### WORK TASK
Output every entry exactly, without any pictures.

*** Block opens ***

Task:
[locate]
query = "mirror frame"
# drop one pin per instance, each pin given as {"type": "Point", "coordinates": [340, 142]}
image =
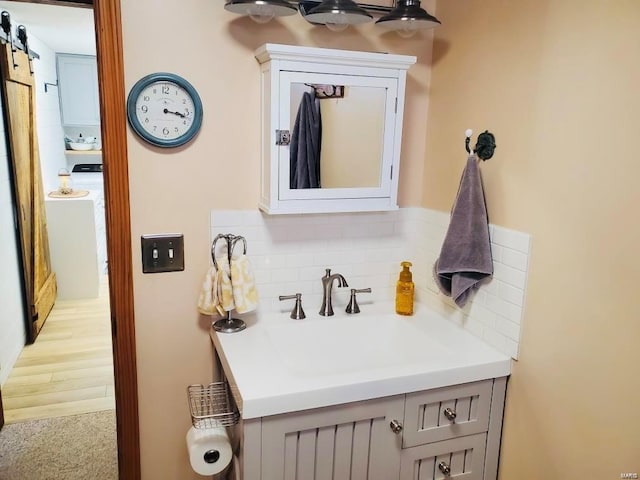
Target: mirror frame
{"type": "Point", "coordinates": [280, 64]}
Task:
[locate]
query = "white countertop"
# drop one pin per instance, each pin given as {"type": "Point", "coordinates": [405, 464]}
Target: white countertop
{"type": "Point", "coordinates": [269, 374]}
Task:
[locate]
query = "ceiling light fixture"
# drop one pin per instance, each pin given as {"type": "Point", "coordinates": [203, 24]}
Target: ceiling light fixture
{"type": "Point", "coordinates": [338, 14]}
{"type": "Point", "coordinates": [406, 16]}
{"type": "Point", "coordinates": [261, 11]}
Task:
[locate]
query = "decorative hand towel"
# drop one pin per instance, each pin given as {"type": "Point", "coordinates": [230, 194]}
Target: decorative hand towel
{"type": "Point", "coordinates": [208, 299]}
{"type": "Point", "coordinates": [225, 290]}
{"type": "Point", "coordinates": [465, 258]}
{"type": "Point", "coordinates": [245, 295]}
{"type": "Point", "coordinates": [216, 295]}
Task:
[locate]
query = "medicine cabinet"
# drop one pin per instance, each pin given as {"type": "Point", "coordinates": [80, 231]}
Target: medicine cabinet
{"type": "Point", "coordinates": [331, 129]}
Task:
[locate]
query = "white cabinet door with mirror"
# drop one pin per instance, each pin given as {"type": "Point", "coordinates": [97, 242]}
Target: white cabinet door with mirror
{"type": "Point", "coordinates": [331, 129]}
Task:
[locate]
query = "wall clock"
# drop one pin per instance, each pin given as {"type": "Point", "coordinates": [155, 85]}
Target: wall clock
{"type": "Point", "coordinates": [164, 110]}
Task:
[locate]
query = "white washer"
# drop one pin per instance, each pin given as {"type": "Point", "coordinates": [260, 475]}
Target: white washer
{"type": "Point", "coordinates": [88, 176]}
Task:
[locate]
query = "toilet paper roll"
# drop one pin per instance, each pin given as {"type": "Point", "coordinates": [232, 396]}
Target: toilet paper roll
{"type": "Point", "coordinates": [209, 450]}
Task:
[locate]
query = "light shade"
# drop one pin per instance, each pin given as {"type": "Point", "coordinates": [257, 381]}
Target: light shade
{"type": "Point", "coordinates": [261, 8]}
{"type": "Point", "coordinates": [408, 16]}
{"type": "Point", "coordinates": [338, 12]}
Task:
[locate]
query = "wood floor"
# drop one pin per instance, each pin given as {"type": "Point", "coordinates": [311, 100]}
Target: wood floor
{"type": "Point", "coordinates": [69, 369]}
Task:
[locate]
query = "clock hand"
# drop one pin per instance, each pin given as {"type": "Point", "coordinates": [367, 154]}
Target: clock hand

*** Block closes ***

### ANSWER SECTION
Task:
[locate]
query = "mirror frame"
# drop one pin per instance, each pin given as {"type": "Point", "coordinates": [340, 142]}
image =
Target: mirror frame
{"type": "Point", "coordinates": [280, 64]}
Task:
[locate]
query = "white countertop"
# drop one pin per instance, each pin given as {"type": "Point", "coordinates": [405, 464]}
Target: white countertop
{"type": "Point", "coordinates": [269, 374]}
Task:
[locate]
query = "ceiling light fixture"
# drop one pin per instance, each pin given as {"type": "Point", "coordinates": [203, 24]}
Target: ceiling light fixture
{"type": "Point", "coordinates": [338, 14]}
{"type": "Point", "coordinates": [406, 16]}
{"type": "Point", "coordinates": [261, 11]}
Task:
[locate]
query = "decorative hand towel"
# drop one pin per instance, each pin given as {"type": "Point", "coordinates": [230, 194]}
Target: decorative hand towel
{"type": "Point", "coordinates": [208, 299]}
{"type": "Point", "coordinates": [225, 290]}
{"type": "Point", "coordinates": [465, 258]}
{"type": "Point", "coordinates": [245, 295]}
{"type": "Point", "coordinates": [216, 295]}
Task:
[locate]
query = "medicine cabinet"
# drop one pin per instance, each pin given as {"type": "Point", "coordinates": [80, 231]}
Target: medicine cabinet
{"type": "Point", "coordinates": [331, 129]}
Task:
[locate]
query = "white cabinet door with mirror"
# drop one pin per instance, each pin given as {"type": "Point", "coordinates": [97, 242]}
Target: white cabinet door with mirror
{"type": "Point", "coordinates": [331, 129]}
Task:
[locate]
query = "wall clock"
# drop one pin per instance, each pin given as {"type": "Point", "coordinates": [155, 85]}
Target: wall clock
{"type": "Point", "coordinates": [164, 110]}
Task:
[locate]
query = "white washer"
# drop one pin per instance, each pin given as {"type": "Point", "coordinates": [260, 475]}
Target: white washer
{"type": "Point", "coordinates": [88, 176]}
Task:
[locate]
query = "toilet paper roll"
# drop one pin per instance, each pin given as {"type": "Point", "coordinates": [232, 396]}
Target: toilet paper roll
{"type": "Point", "coordinates": [209, 450]}
Task:
[locate]
query = "light shade"
# drop one pin per instance, each pin given as {"type": "Point", "coordinates": [257, 381]}
Target: light shade
{"type": "Point", "coordinates": [261, 8]}
{"type": "Point", "coordinates": [408, 16]}
{"type": "Point", "coordinates": [338, 12]}
Task:
[locate]
query = "wood floor"
# drop one pin per instance, each pin given as {"type": "Point", "coordinates": [311, 100]}
Target: wood floor
{"type": "Point", "coordinates": [69, 369]}
Task:
[locate]
query = "clock hand"
# drop one pin per instance, each pin given as {"type": "Point", "coordinates": [367, 154]}
Target: clock hand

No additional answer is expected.